__PROBLEM DETAILS__
Each line of the records has to be copied exactly, though the pictures must be left out.

--- START ---

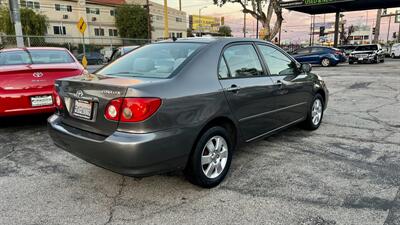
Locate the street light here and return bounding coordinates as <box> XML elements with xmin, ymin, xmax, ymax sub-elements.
<box><xmin>199</xmin><ymin>6</ymin><xmax>207</xmax><ymax>37</ymax></box>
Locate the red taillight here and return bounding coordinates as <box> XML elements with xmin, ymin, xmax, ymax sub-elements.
<box><xmin>54</xmin><ymin>90</ymin><xmax>63</xmax><ymax>109</ymax></box>
<box><xmin>104</xmin><ymin>98</ymin><xmax>161</xmax><ymax>122</ymax></box>
<box><xmin>335</xmin><ymin>50</ymin><xmax>343</xmax><ymax>55</ymax></box>
<box><xmin>105</xmin><ymin>98</ymin><xmax>123</xmax><ymax>121</ymax></box>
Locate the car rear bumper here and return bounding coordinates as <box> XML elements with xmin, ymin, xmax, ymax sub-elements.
<box><xmin>349</xmin><ymin>56</ymin><xmax>376</xmax><ymax>63</ymax></box>
<box><xmin>48</xmin><ymin>114</ymin><xmax>192</xmax><ymax>177</ymax></box>
<box><xmin>0</xmin><ymin>92</ymin><xmax>56</xmax><ymax>116</ymax></box>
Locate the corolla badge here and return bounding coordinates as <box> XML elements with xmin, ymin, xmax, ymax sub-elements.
<box><xmin>102</xmin><ymin>90</ymin><xmax>121</xmax><ymax>95</ymax></box>
<box><xmin>32</xmin><ymin>72</ymin><xmax>44</xmax><ymax>78</ymax></box>
<box><xmin>75</xmin><ymin>90</ymin><xmax>84</xmax><ymax>98</ymax></box>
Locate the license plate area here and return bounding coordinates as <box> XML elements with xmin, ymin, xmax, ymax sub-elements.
<box><xmin>31</xmin><ymin>95</ymin><xmax>53</xmax><ymax>107</ymax></box>
<box><xmin>72</xmin><ymin>99</ymin><xmax>93</xmax><ymax>120</ymax></box>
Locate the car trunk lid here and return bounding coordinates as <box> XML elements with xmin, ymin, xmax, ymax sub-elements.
<box><xmin>56</xmin><ymin>74</ymin><xmax>156</xmax><ymax>136</ymax></box>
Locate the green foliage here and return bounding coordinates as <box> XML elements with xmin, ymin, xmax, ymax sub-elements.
<box><xmin>0</xmin><ymin>7</ymin><xmax>48</xmax><ymax>35</ymax></box>
<box><xmin>218</xmin><ymin>26</ymin><xmax>232</xmax><ymax>36</ymax></box>
<box><xmin>115</xmin><ymin>4</ymin><xmax>150</xmax><ymax>39</ymax></box>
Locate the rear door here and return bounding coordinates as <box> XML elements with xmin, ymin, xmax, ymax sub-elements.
<box><xmin>256</xmin><ymin>43</ymin><xmax>312</xmax><ymax>127</ymax></box>
<box><xmin>218</xmin><ymin>43</ymin><xmax>280</xmax><ymax>141</ymax></box>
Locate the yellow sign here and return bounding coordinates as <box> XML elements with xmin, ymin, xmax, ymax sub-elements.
<box><xmin>77</xmin><ymin>17</ymin><xmax>87</xmax><ymax>34</ymax></box>
<box><xmin>190</xmin><ymin>15</ymin><xmax>221</xmax><ymax>33</ymax></box>
<box><xmin>81</xmin><ymin>55</ymin><xmax>88</xmax><ymax>68</ymax></box>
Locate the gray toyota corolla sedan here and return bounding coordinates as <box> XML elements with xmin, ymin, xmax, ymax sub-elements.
<box><xmin>48</xmin><ymin>38</ymin><xmax>328</xmax><ymax>188</ymax></box>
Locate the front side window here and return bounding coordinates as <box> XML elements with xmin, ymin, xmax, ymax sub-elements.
<box><xmin>223</xmin><ymin>44</ymin><xmax>264</xmax><ymax>78</ymax></box>
<box><xmin>296</xmin><ymin>48</ymin><xmax>310</xmax><ymax>54</ymax></box>
<box><xmin>257</xmin><ymin>44</ymin><xmax>297</xmax><ymax>76</ymax></box>
<box><xmin>97</xmin><ymin>43</ymin><xmax>204</xmax><ymax>79</ymax></box>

--- END ---

__SOLUTION TO THE PROBLEM__
Locate the street light here and return bounding coordinates as <box> XML elements with xmin, ymin, xmax, ymax sub-elements.
<box><xmin>199</xmin><ymin>6</ymin><xmax>207</xmax><ymax>37</ymax></box>
Locate the red taillight here and return bounding coordinates as <box> XML elements with xmin, ymin, xmax, ymax sub-elements.
<box><xmin>54</xmin><ymin>90</ymin><xmax>63</xmax><ymax>109</ymax></box>
<box><xmin>104</xmin><ymin>98</ymin><xmax>161</xmax><ymax>122</ymax></box>
<box><xmin>335</xmin><ymin>50</ymin><xmax>343</xmax><ymax>55</ymax></box>
<box><xmin>105</xmin><ymin>98</ymin><xmax>123</xmax><ymax>121</ymax></box>
Locate the car rear bumper here and return bounding coordinates as <box> XML elements with xmin, ymin, xmax, ymax sub-elements.
<box><xmin>349</xmin><ymin>56</ymin><xmax>376</xmax><ymax>63</ymax></box>
<box><xmin>48</xmin><ymin>114</ymin><xmax>192</xmax><ymax>177</ymax></box>
<box><xmin>0</xmin><ymin>92</ymin><xmax>56</xmax><ymax>116</ymax></box>
Locate the corolla badge here and return bounding coordinates as <box> XML elements with xmin, ymin, xmax, ymax sub-elements.
<box><xmin>102</xmin><ymin>90</ymin><xmax>121</xmax><ymax>95</ymax></box>
<box><xmin>32</xmin><ymin>72</ymin><xmax>44</xmax><ymax>78</ymax></box>
<box><xmin>75</xmin><ymin>90</ymin><xmax>84</xmax><ymax>98</ymax></box>
Locate the license plate area here and return bounding coordinates as <box> XML elements with xmin, ymin, xmax, ymax sub-elements.
<box><xmin>31</xmin><ymin>95</ymin><xmax>53</xmax><ymax>107</ymax></box>
<box><xmin>72</xmin><ymin>99</ymin><xmax>93</xmax><ymax>120</ymax></box>
Locate the car trunk lid here and return bounding coordinates as <box> XML elements with xmin, ymin, xmax, ymax sub-elements.
<box><xmin>56</xmin><ymin>74</ymin><xmax>156</xmax><ymax>136</ymax></box>
Locate the green foliage here and return bounding coordinates as <box> XML elements with xmin, ymin, xmax, ymax sub-elements.
<box><xmin>0</xmin><ymin>7</ymin><xmax>48</xmax><ymax>35</ymax></box>
<box><xmin>218</xmin><ymin>26</ymin><xmax>232</xmax><ymax>36</ymax></box>
<box><xmin>115</xmin><ymin>4</ymin><xmax>150</xmax><ymax>39</ymax></box>
Locate the rear door here and return bounding coordinates as <box> XML elements with xmin, ymin, xmax, ymax sub-elements.
<box><xmin>256</xmin><ymin>43</ymin><xmax>312</xmax><ymax>127</ymax></box>
<box><xmin>218</xmin><ymin>43</ymin><xmax>280</xmax><ymax>141</ymax></box>
Locate the yellow sign here and return bounding coordinates as <box> XML elements with xmin, ymin, xmax, ymax sub-elements.
<box><xmin>77</xmin><ymin>17</ymin><xmax>87</xmax><ymax>34</ymax></box>
<box><xmin>190</xmin><ymin>15</ymin><xmax>221</xmax><ymax>33</ymax></box>
<box><xmin>81</xmin><ymin>55</ymin><xmax>88</xmax><ymax>68</ymax></box>
Locate the gray toyota corolla sedan here and return bounding coordinates as <box> XML elements with xmin, ymin, xmax, ymax sub-elements.
<box><xmin>48</xmin><ymin>38</ymin><xmax>328</xmax><ymax>188</ymax></box>
Locate the front side window here and return bounding coordinates as <box> XML elements with xmin, ymin, xmax, ymax sub-elements.
<box><xmin>223</xmin><ymin>44</ymin><xmax>264</xmax><ymax>78</ymax></box>
<box><xmin>296</xmin><ymin>48</ymin><xmax>310</xmax><ymax>54</ymax></box>
<box><xmin>257</xmin><ymin>44</ymin><xmax>297</xmax><ymax>76</ymax></box>
<box><xmin>97</xmin><ymin>43</ymin><xmax>204</xmax><ymax>79</ymax></box>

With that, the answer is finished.